# License On-Line



## Fur and Feathers (Apr 11, 2007)

For those of you up reading, I just found out that the license results are already posted on-line!!! Just after Midnight and they have them! My 2 kids and I all drew our hunt! Happy Hunting!


----------



## JC Keith (Dec 27, 2005)

https://secure1.state.mi.us/rssdraw/

Oh yeah, just checked the results as well. Drew my first choice. I am happy now... to bad the hunt does not start sooner!

Happy Hunting


----------



## HunterHads (Jun 28, 2005)

Yeah got mine for unit F 28th-4th!!!!!!!!


----------



## HunterHawk (Dec 8, 2005)

Darn it!!!!! I got my turkey license... unit ZE general.... state or private land.... which would seem cool.... but its only 5-5 to 5-11.... which yes is plenty of time for me to get a bird.... but still puts me under pressure due to work.... i wont complain though

thats what i put in for so ill take it... and hope for good weather


good luck to you all....

● Data excerpts
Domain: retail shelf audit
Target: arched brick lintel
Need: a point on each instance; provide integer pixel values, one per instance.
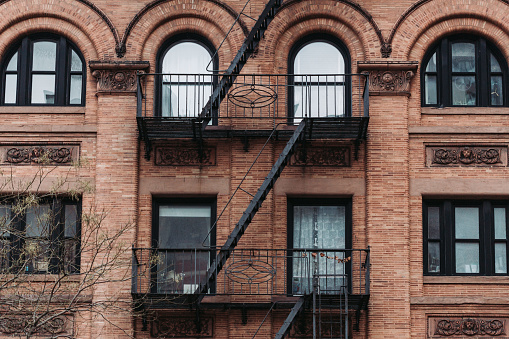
(422, 16)
(94, 23)
(212, 13)
(190, 24)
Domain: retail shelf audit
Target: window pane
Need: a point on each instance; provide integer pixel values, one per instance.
(463, 91)
(186, 58)
(11, 83)
(466, 222)
(76, 65)
(467, 257)
(319, 58)
(184, 226)
(44, 56)
(43, 89)
(500, 258)
(75, 92)
(432, 64)
(433, 257)
(500, 223)
(431, 89)
(71, 217)
(494, 65)
(434, 222)
(496, 91)
(13, 63)
(184, 101)
(463, 57)
(38, 221)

● Problem details
Reproduce the hunting license thread between "https://secure1.state.mi.us/rssdraw/" and "unit F 28th-4th!!!!!!!!", inclusive, swapping "first choice" for "second choice".

● The result
https://secure1.state.mi.us/rssdraw/

Oh yeah, just checked the results as well. Drew my second choice. I am happy now... to bad the hunt does not start sooner!

Happy Hunting


----------



## HunterHads (Jun 28, 2005)

Yeah got mine for unit F 28th-4th!!!!!!!!